Return every line of the records below without any changes, but leave out the pictures.

* Start *

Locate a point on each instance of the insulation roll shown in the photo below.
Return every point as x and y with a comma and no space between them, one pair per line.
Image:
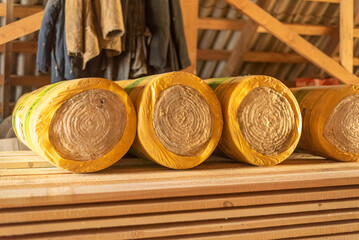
330,120
82,125
261,119
179,119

* End *

> _FINISHED EXERCISE_:
Locate a point on each instance of the insulation roll shown in the photo below.
Return every point as x and y with a comma and no space between them, one pair per line.
Image:
330,120
82,125
261,119
179,119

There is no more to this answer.